- **Given text**
....
There were particular rules that governed the entire process related to creating this stew. No one under the age of 35 was allowed to stir the pot, although the simmering process would continue for hours and hours. Only a few (rare) exceptions were ever made to this rule to my knowledge. The rationale behind the age limitation was never fully explained, but the best I could conjecture was that 35 marked a level of maturity in which an individual could be found willing to remain still long enough to contemplate the intermingling of flavors occurring in the pot over long periods of time without interruption.

Only the "elder" of the patriarchs of the family hold the knowledge of the top-secret recipe. I’m confident that my grandmother also knew it, as does my mother, but the family maintains the pretense that only the men know it. My dad has always told us that we could only inherit the recipe if we proved ourselves worthy of keeping its secrets. What might be entailed in proving this worthiness is still a mystery. Perhaps now that I am nearing the age during which I might be permitted to stir the pot, my father will share the criteria for inheriting the recipe even if I cannot yet inherit it.

Once an individual met the selection criteria to be allowed to stir the pot, then even stricter rules were applied to that person’s performance at the pot itself. The concoction had to be stirred continuously and only with designated wooden boat paddles. I also observed that the stirring had to be deep and consistent. The sides had to be regularly scraped in the rounds of the pot. All of these measures ensured an even cooking and no burnt stew. Cooking 30 gallons of stew required devotion, attentiveness, willingness to endure the heat (from the stew and from the summer air), and patience; these qualities, once demonstrated, permitted the stew stirrer to enter into the developing camaraderie of the cooking site.

The men of the family would start well before dawn and prepare the cookware and the cooking site. The fire had to be started and monitored. Once the stew was added to the pot, someone had to be on duty at all times to stir and to keep curious insects away. Often, as the stew was cooking, others would bring in an assortment of meats for barbecuing or smoking. One year, my uncle cooked turkeys on stakes by placing them in charcoal pits and covering them with pails. The meat "sides" (as the stew was the entrée) prompted competition among the family. Over the years, we voted on best barbecue sauce, best dessert, best smoked meat, and so on. Rivals sparred good-naturedly and brainstormed the competition that would take place at the next stew cooking.

By mid-afternoon, the stew had been cooking for at least six hours. The scent alone made passers-by hungry for a sample, if not an entire bowl. It was the time of day when the children were ready to pull off their shoes and commence gnawing if they didn’t get a bowl to themselves. The sliced bread, the sweet tea, the side dishes and desserts all appeared on the tables set up outdoors for picnicking. Utensils, bowls, plates and napkins also found their way to the tables and no sooner had they been placed than a line had formed at the cast iron pot. Huge ladles guided by the chefs themselves served up the delightful feast. Once bowls had been filled, plates were soon piled high with barbecue, potato salad, slaw or whatever sides were available. It didn’t take long for these very same plates and bowls to be emptied and for lines to form once again at the stew pot. I wish I could say I remembered the conversations I had over these delicious bowls of stew, but all I remember is wanting more stew.

When no more space was left inside our bellies, we began the clean-up process. Boxes and boxes of storage bags and storage containers were brought out and stew was ladled into them. As a child, I never had to worry about where this stew went since my family always took home enough to enjoy for the remainder of the year. We would store it in the freezer and reheat it. With every bag, I relived memories of the cookout and family togetherness once again.
....
- **Dataset**
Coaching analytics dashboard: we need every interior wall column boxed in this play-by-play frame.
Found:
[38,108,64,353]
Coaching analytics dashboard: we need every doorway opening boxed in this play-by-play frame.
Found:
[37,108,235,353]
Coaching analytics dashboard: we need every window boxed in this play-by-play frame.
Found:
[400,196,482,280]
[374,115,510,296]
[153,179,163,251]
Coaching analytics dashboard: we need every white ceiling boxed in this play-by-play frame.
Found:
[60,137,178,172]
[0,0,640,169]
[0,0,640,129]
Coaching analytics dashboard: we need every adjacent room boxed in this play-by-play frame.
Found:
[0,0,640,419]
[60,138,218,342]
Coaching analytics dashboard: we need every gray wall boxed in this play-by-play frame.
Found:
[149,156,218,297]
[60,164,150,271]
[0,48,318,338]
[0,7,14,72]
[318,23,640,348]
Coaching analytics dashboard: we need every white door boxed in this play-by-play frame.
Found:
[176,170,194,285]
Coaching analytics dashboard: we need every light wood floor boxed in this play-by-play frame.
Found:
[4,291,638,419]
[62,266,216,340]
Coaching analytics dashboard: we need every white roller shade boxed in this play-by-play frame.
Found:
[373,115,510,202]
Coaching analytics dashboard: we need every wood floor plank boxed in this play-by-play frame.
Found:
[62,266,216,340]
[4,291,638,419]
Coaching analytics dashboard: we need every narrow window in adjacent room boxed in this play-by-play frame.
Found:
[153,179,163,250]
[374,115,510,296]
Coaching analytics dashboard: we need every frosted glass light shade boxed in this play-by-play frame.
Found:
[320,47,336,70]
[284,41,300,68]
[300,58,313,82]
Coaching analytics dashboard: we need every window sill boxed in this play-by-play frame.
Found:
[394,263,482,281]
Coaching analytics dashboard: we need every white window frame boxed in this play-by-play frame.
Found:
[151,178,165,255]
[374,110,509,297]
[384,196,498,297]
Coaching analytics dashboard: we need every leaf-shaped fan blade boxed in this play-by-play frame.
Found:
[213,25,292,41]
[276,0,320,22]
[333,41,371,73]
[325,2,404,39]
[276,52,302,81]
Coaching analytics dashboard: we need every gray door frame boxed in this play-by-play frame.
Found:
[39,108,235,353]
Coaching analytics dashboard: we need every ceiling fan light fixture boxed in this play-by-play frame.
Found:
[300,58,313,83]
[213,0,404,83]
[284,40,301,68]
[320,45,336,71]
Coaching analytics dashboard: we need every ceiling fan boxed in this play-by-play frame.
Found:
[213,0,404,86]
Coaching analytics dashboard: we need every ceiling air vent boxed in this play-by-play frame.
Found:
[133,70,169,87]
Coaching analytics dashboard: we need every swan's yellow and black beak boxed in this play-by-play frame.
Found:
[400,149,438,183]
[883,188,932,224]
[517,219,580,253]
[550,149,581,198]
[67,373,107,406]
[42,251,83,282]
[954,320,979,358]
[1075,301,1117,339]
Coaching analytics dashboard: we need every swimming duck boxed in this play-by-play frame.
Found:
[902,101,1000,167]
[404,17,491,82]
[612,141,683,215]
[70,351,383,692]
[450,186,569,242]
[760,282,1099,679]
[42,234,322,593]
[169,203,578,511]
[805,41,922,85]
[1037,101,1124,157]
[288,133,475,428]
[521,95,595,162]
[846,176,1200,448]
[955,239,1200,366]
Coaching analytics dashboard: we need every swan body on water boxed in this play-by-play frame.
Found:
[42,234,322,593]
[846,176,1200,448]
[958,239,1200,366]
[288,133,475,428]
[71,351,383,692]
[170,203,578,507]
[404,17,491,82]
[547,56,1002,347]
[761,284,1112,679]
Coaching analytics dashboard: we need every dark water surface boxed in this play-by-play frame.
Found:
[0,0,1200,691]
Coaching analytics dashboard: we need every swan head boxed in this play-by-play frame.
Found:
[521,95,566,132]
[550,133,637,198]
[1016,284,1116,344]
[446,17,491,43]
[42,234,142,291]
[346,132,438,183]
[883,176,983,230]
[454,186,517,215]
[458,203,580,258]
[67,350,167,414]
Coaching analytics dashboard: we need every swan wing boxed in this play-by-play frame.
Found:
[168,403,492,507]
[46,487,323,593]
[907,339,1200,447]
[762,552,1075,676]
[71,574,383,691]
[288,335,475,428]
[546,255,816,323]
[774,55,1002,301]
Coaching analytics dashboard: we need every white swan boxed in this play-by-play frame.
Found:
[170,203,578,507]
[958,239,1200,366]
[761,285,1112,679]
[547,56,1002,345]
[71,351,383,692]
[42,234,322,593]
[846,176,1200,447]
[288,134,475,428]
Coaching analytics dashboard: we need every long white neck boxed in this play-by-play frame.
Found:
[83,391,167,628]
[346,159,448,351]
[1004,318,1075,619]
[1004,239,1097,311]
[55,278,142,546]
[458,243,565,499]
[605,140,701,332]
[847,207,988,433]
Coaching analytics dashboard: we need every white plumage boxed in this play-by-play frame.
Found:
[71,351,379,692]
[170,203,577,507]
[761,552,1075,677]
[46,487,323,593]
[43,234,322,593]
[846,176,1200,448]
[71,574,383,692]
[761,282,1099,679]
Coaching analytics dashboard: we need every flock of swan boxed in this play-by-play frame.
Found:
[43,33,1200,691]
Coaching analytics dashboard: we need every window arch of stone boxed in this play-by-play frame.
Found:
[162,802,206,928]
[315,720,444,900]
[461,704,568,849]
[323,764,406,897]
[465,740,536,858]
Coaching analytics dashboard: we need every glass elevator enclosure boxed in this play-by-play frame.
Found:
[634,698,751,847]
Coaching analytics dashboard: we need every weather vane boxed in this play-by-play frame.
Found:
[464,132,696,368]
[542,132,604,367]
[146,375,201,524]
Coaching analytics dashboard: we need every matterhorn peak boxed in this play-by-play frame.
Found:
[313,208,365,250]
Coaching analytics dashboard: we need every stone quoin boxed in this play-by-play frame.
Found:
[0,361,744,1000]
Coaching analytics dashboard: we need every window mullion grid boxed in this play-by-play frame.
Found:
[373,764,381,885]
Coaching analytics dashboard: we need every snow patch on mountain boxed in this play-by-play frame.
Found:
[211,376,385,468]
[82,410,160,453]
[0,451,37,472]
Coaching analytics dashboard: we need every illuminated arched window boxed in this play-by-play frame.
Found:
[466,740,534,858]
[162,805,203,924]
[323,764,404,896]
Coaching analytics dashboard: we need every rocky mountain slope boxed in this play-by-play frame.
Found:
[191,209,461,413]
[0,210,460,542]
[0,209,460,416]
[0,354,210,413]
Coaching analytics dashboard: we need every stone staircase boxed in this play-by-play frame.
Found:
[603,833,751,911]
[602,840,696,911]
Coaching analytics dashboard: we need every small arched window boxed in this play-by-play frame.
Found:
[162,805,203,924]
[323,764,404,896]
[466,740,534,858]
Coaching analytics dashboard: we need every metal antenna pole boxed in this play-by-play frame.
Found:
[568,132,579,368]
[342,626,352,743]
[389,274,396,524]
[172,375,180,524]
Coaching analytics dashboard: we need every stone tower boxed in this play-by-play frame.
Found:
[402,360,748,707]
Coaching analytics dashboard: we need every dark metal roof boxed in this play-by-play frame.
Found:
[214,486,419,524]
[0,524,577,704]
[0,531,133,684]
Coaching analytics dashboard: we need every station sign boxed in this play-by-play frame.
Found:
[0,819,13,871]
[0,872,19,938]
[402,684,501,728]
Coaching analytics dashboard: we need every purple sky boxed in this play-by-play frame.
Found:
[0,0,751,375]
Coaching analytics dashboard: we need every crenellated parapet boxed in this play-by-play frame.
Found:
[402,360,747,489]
....
- **Problems to solve**
1) Summarize the stew text in two sentences.
2) Quote the listing word for word, from its beginning down through the line containing "[37,108,235,353]".
The stew text and the listing come from unrelated sources.

- **Final answers**
1) A family cooks a large pot of stew under strict rules: no one under 35 may stir it, the secret recipe is said to belong to the family's elder men, and the stew must be stirred continuously with wooden boat paddles. The men begin preparing before dawn, relatives compete good-naturedly over barbecue and other sides, and after a shared outdoor meal the family takes home enough stew to freeze and reheat for the rest of the year.

2)
Coaching analytics dashboard: we need every interior wall column boxed in this play-by-play frame.
Found:
[38,108,64,353]
Coaching analytics dashboard: we need every doorway opening boxed in this play-by-play frame.
Found:
[37,108,235,353]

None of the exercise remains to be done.